**Job:** Format the stretch from the start of the items through the line containing "pixel 33 129" as a Markdown table with the columns No. and Line, leaving out any blank lines.

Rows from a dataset
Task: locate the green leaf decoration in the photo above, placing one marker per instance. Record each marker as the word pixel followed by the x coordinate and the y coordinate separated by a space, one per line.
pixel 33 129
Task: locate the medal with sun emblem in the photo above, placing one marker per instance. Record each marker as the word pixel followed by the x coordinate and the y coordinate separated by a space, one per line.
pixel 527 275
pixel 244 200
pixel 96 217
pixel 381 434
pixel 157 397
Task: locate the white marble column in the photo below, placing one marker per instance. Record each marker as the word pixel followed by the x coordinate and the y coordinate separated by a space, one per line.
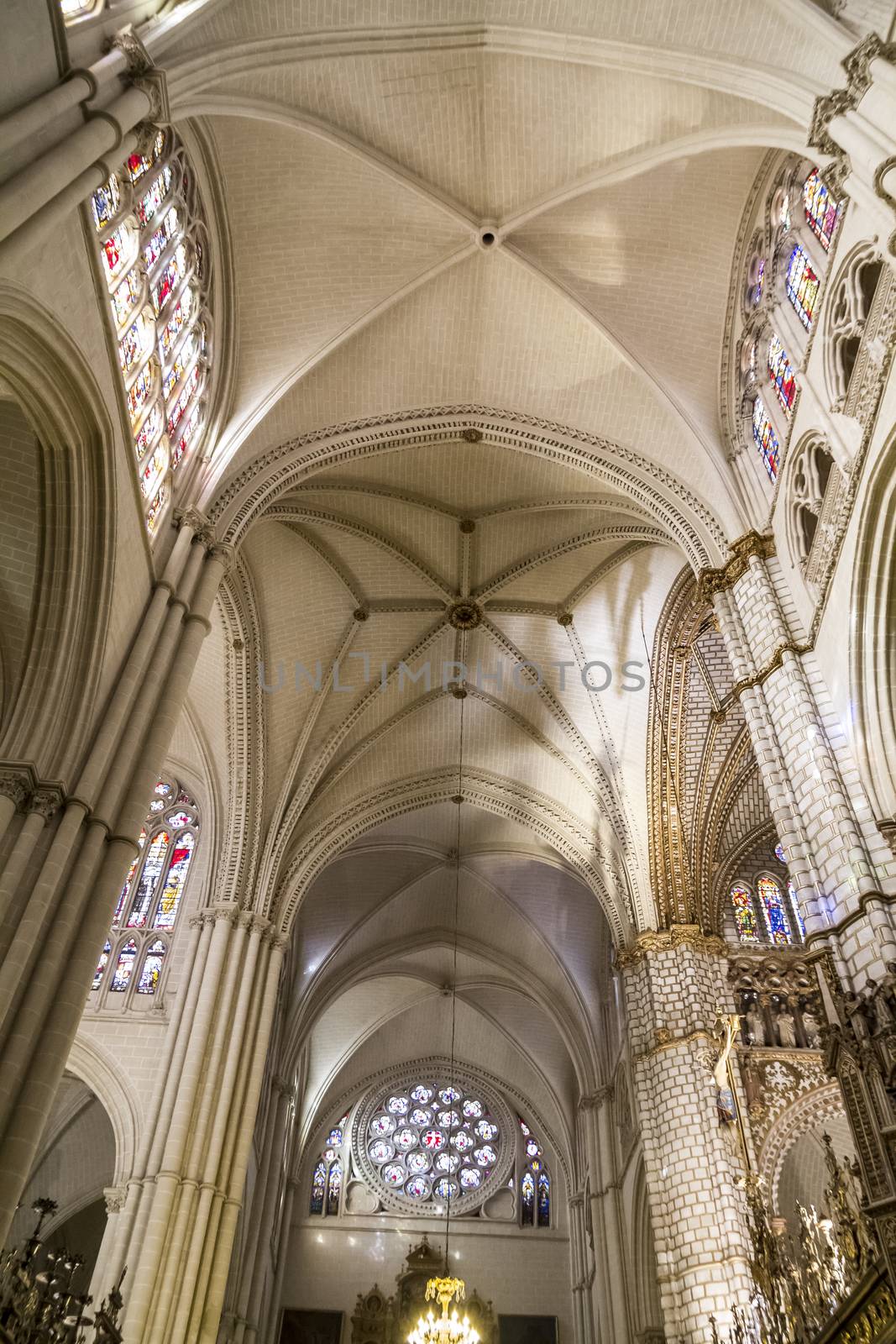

**Correct result:**
| No. | Line |
|---|---|
| 1 | Task: locate the green leaf decoration in the photo above, placing one marker per instance. Record each marker as the word pixel followed by the x coordinate and the y coordinate separated by a space, one per line. |
| 2 | pixel 33 129 |